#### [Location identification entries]
════════

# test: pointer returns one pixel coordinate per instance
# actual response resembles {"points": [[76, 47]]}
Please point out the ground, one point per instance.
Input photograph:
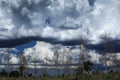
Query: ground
{"points": [[115, 76]]}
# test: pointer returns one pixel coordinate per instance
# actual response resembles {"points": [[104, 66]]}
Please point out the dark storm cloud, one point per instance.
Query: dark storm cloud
{"points": [[91, 2], [22, 41]]}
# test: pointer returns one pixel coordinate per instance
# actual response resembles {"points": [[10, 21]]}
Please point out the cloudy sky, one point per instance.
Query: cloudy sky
{"points": [[23, 22]]}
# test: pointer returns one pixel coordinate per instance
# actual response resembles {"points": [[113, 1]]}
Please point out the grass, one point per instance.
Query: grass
{"points": [[81, 77]]}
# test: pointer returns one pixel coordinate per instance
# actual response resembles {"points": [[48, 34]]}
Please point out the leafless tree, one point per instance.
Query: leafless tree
{"points": [[56, 60], [107, 48], [22, 64], [68, 61], [83, 53], [115, 62], [7, 57]]}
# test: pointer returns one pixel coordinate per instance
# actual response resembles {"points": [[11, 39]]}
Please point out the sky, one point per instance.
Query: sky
{"points": [[24, 24]]}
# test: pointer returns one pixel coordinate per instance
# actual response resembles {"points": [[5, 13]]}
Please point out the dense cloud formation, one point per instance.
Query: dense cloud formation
{"points": [[59, 19]]}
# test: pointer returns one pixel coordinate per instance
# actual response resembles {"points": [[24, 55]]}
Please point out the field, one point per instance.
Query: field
{"points": [[115, 76]]}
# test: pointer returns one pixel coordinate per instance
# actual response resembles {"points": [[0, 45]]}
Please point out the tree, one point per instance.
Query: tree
{"points": [[7, 57], [108, 48], [56, 60], [68, 61], [22, 64], [83, 53]]}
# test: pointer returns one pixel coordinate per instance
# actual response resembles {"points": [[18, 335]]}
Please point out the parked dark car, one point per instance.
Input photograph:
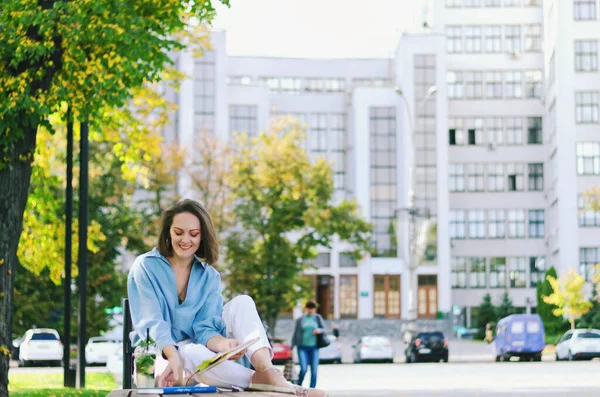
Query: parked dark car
{"points": [[427, 346]]}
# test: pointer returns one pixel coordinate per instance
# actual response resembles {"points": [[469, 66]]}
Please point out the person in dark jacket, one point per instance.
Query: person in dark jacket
{"points": [[305, 340]]}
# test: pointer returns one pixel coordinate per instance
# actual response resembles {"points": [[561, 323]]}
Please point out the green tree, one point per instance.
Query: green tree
{"points": [[568, 295], [506, 307], [90, 54], [487, 314], [552, 324], [283, 204]]}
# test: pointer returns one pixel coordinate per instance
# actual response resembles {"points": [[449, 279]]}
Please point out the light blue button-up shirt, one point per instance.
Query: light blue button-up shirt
{"points": [[154, 303]]}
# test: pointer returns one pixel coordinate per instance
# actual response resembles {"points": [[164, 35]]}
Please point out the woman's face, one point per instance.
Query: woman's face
{"points": [[185, 235]]}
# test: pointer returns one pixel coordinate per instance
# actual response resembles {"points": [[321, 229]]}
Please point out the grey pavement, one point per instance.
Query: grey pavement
{"points": [[463, 379]]}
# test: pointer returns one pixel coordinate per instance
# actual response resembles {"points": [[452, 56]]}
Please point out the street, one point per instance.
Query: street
{"points": [[449, 379]]}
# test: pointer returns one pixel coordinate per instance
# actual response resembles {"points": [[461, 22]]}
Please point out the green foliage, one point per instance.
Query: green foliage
{"points": [[284, 208], [487, 314], [144, 364], [552, 324], [89, 53], [568, 295], [50, 384], [506, 307]]}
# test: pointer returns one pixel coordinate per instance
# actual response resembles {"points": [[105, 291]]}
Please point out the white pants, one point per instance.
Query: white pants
{"points": [[242, 323]]}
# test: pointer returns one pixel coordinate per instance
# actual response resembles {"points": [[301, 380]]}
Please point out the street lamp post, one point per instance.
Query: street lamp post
{"points": [[412, 213]]}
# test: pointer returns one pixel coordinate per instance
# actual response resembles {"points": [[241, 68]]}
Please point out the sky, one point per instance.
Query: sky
{"points": [[315, 28]]}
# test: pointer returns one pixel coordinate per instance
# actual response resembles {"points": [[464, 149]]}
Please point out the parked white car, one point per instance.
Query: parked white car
{"points": [[373, 348], [41, 345], [99, 348], [332, 353], [579, 344]]}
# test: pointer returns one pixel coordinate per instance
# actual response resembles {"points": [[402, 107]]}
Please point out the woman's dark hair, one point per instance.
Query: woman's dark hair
{"points": [[209, 244], [310, 305]]}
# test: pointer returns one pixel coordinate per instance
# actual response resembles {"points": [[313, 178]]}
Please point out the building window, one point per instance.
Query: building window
{"points": [[317, 136], [457, 224], [516, 223], [474, 131], [495, 131], [588, 158], [534, 130], [347, 260], [454, 3], [456, 132], [533, 84], [455, 85], [535, 177], [515, 176], [473, 85], [498, 272], [386, 296], [588, 259], [383, 178], [322, 260], [475, 182], [204, 93], [477, 274], [493, 38], [348, 296], [512, 35], [586, 107], [533, 41], [493, 84], [513, 84], [537, 270], [459, 272], [456, 175], [517, 267], [453, 39], [472, 38], [337, 131], [587, 217], [551, 69], [536, 223], [584, 9], [496, 224], [242, 119], [586, 55], [514, 131], [476, 224], [495, 176]]}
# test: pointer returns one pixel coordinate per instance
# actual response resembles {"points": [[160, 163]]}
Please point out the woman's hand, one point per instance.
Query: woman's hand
{"points": [[172, 374], [220, 344]]}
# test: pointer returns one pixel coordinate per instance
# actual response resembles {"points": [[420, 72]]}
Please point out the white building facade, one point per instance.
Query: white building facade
{"points": [[476, 108]]}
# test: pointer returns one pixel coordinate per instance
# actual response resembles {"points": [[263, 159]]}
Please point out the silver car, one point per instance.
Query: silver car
{"points": [[373, 348], [579, 344]]}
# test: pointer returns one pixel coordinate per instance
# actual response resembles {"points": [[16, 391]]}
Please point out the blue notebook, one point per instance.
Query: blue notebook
{"points": [[178, 390]]}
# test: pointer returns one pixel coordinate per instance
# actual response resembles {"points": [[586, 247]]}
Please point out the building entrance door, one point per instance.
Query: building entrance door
{"points": [[427, 296]]}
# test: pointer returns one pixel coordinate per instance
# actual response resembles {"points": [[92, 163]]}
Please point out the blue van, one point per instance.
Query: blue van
{"points": [[520, 335]]}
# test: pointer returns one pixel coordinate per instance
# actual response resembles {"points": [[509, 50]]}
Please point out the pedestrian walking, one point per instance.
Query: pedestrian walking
{"points": [[307, 331]]}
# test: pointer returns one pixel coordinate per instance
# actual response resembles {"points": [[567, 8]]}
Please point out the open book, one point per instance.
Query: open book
{"points": [[224, 356]]}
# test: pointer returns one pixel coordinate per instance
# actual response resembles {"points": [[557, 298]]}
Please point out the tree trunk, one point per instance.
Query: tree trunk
{"points": [[14, 186], [572, 320]]}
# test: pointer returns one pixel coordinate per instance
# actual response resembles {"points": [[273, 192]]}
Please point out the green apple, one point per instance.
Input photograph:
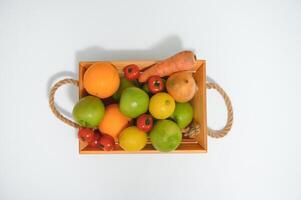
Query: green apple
{"points": [[124, 83], [88, 111], [166, 135], [183, 114], [133, 102]]}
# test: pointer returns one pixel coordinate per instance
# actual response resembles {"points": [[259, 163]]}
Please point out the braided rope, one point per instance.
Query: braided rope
{"points": [[51, 101], [222, 132], [213, 133]]}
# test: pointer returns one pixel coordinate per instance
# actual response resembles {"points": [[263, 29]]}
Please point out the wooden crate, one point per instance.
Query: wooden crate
{"points": [[197, 145]]}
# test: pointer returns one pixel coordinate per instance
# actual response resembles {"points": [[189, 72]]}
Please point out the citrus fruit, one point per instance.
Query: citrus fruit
{"points": [[124, 83], [132, 139], [183, 114], [165, 136], [161, 105], [88, 111], [133, 102], [113, 121], [101, 79]]}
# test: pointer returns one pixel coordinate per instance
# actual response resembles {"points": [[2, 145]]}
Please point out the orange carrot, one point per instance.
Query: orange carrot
{"points": [[184, 60]]}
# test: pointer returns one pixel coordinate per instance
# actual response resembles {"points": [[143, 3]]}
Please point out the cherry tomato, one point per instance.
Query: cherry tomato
{"points": [[106, 142], [95, 141], [131, 72], [86, 134], [155, 84], [145, 122]]}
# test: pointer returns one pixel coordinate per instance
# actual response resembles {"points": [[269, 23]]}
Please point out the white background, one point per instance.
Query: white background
{"points": [[252, 48]]}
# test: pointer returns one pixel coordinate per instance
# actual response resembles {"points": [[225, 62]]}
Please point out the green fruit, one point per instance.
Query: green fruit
{"points": [[88, 111], [132, 139], [133, 102], [183, 114], [166, 135], [124, 83]]}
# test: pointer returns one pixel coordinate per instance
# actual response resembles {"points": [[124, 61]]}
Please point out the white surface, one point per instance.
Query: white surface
{"points": [[252, 48]]}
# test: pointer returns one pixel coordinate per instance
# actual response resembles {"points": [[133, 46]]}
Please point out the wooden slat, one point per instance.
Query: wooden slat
{"points": [[198, 145]]}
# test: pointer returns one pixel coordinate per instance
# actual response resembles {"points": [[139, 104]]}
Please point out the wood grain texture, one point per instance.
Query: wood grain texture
{"points": [[198, 145]]}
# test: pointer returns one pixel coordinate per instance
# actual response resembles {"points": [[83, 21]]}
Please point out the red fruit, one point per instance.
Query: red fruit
{"points": [[86, 134], [145, 122], [131, 72], [95, 141], [107, 142], [155, 84]]}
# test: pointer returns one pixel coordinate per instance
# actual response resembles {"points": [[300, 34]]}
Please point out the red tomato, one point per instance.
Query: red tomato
{"points": [[145, 122], [95, 141], [155, 84], [107, 142], [86, 134], [131, 72]]}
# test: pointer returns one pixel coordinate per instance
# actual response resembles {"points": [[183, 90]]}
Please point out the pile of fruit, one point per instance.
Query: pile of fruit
{"points": [[128, 108]]}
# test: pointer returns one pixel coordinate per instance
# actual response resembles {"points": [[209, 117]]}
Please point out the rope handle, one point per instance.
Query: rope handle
{"points": [[224, 131], [51, 101], [213, 133]]}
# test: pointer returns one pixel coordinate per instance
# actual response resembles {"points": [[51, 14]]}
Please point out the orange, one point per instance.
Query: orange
{"points": [[113, 121], [101, 79]]}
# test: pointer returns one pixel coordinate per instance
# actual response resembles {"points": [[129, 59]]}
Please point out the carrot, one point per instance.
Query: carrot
{"points": [[184, 60]]}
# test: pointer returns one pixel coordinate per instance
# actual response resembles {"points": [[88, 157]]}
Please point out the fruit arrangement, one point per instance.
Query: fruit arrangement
{"points": [[130, 107]]}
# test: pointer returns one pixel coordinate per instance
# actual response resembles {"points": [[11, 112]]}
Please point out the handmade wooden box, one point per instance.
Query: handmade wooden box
{"points": [[197, 145]]}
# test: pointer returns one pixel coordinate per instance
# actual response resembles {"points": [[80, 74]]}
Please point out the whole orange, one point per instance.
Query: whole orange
{"points": [[113, 121], [101, 79]]}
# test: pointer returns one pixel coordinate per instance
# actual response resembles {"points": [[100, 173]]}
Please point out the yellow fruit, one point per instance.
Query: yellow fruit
{"points": [[101, 80], [161, 105], [132, 139], [113, 121], [181, 86]]}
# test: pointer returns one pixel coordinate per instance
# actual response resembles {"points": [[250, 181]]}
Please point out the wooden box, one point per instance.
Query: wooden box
{"points": [[197, 145]]}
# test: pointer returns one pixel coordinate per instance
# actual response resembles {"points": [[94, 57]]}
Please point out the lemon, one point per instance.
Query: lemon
{"points": [[161, 105], [132, 139]]}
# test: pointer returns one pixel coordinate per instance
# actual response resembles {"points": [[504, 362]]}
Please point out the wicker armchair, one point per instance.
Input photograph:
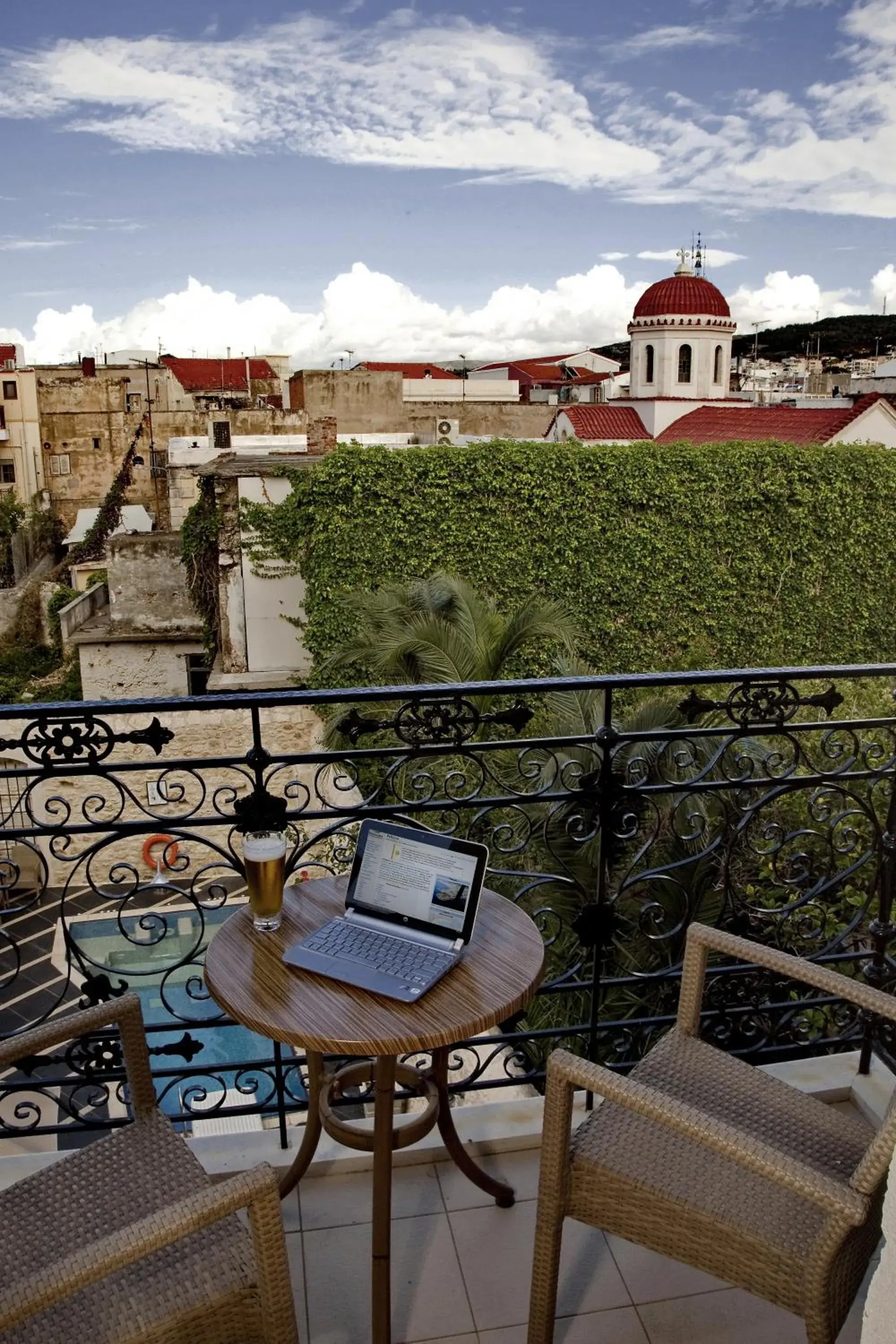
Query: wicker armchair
{"points": [[128, 1240], [702, 1158]]}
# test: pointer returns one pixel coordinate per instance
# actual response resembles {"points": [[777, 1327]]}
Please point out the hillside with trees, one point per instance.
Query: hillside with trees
{"points": [[857, 336]]}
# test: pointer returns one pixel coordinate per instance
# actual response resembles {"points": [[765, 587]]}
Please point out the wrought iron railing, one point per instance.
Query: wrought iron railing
{"points": [[616, 810]]}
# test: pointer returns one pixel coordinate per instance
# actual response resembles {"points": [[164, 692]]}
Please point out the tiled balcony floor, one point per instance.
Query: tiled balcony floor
{"points": [[461, 1272]]}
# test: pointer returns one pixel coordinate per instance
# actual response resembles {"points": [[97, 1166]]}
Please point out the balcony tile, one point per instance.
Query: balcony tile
{"points": [[297, 1276], [652, 1279], [727, 1318], [343, 1201], [429, 1300], [495, 1246], [520, 1170], [618, 1327]]}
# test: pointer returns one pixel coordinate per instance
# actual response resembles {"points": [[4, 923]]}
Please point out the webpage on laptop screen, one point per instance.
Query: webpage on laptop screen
{"points": [[417, 879]]}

════════

#### [Objective]
Show every line of the entries above that contains the word "notebook".

#### [Expected output]
Please point out the blue notebook, one point per instance.
Query: blue notebook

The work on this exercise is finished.